• [Extrait présenté]:
Voir des gens de qualité de la nouvelle génération prendre la relève dans les municipalités, ça montre qu’on a peut-être tourné la page de ce chapitre.

Catherine Fournier, candidate à la mairie de Longueuil

Pour Stéphane Boyer, au contraire, ce fut la bougie d’allumage de son implication politique municipale aux côtés du maire Marc Demers, en 2013. « Mon éveil politique s’est fait avec la commission Charbonneau. » Il se rappelle son dégoût face au système Vaillancourt : « C’était fâchant, c’était horrible, c’était inacceptable. » « Je suis un gars de Laval, alors ça m’a interpellé. Je suis allé au conseil de ville et, de fil en aiguille, j’en suis venu à m’impliquer », explique-t-il.

• [Items enregistrés]:
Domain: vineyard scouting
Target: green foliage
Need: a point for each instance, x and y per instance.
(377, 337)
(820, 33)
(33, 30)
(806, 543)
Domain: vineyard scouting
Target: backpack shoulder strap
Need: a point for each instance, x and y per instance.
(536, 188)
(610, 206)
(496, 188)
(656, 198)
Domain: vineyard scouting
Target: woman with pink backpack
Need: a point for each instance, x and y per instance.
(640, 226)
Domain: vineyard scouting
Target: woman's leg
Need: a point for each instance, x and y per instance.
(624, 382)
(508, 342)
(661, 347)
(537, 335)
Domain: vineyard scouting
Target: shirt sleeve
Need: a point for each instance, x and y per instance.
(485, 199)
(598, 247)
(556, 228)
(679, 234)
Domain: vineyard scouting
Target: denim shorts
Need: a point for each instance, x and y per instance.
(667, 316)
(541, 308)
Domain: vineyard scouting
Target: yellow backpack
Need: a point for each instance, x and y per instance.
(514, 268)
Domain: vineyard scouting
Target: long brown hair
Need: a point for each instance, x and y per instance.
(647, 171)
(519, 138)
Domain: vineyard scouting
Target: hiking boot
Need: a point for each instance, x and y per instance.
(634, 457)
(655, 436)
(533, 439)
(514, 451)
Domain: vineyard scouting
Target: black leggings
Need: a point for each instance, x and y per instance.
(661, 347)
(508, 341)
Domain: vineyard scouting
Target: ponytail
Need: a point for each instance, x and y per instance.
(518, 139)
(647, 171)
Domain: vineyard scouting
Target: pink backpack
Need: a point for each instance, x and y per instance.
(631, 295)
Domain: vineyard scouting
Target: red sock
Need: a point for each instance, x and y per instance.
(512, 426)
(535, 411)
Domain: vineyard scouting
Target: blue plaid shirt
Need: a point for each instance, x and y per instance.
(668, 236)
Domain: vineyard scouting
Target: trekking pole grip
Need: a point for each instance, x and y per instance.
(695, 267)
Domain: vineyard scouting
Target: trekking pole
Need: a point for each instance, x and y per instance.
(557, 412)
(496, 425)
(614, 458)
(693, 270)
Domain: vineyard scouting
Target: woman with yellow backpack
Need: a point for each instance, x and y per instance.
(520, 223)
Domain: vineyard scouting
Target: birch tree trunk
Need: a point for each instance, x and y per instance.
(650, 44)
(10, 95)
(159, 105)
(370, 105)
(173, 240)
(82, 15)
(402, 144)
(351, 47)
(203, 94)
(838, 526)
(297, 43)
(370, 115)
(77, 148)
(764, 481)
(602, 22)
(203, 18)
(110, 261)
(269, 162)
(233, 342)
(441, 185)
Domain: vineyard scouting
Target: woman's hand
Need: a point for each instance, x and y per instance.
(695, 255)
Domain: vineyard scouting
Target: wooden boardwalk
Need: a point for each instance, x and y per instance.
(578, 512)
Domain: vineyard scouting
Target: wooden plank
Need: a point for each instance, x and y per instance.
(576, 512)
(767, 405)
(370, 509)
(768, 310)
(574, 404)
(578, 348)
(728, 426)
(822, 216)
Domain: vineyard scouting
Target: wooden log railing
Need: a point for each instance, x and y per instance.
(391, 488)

• [Travail demandé]:
D'après l'extrait sur la politique municipale, avec quelle commission Stéphane Boyer situe-t-il son éveil politique ? Ces items ont été tirés d'une autre source.

• [Corrigé détaillé]:
Avec la commission Charbonneau.